- Location: Shaheed Abrar Fahad Avenue (Formerly Bangabandhu Avenue), Paltan, Dhaka, Bangladesh
- Date: 21 August 2004 17:21 (UTC+06:00)
- Target: Sheikh Hasina and Awami League rally in response to 2004 Shah Jalal bombing
- Attack type: Grenade
- Deaths: 24 (including Ivy Rahman)
- Injured: Over 500
- Perpetrators: Harkat-ul-Jihad al-Islami (alleged); Bangladesh Nationalist Party (alleged);

= 2004 Dhaka grenade attack =

Terrorist attack in Dhaka, Bangladesh

The 2004 Dhaka grenade attack took place at an anti-terrorism rally organised by Awami League on Bangabandhu Avenue (now Shaheed Abrar Fahad Avenue) on 21 August 2004. The attack left 24 dead and more than 500 injured. The attack was carried out at 5:22 PM after Sheikh Hasina, the then leader of the opposition had finished addressing a crowd of 20,000 people from the back of a truck used as the stage. Hasina also sustained some injuries in the attack.

==Events and casualties==
Awami League chief Sheikh Hasina had been speaking at a public meeting in Bangabandhu Avenue, protesting against blasts against terrorist grenade attack on the British High Commissioner to Bangladesh, Anwar Choudhury in Sylhet. The rally drew a crowd of 20,000 people. As Hasina finished her speech, a total of 13 grenades were thrown into the crowd from the rooftops of nearby buildings, killing at least 16 people on the spot. Later the death toll reached 24. The blast left more than 500 injured. Among the dead were Hasina's bodyguard, Mahbubur Rahman, and Awami League Women's Affairs Secretary Ivy Rahman, who died from her injuries three days later.

=======

Answer these questions from the grenade attack article:
(a) From what did Sheikh Hasina address the crowd?
(b) How many grenades were thrown into the crowd?
(c) What was the name of Hasina's bodyguard who was among the dead?
Rely solely on the grenade attack article above.

• DATA SHOWN:

=======

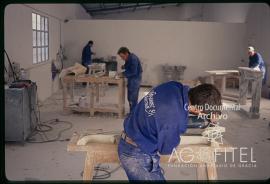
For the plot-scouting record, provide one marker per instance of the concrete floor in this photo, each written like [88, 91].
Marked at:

=======

• RESPONSE TO THE EXERCISE:
(a) From the back of a truck used as the stage.
(b) 13 grenades.
(c) Mahbubur Rahman.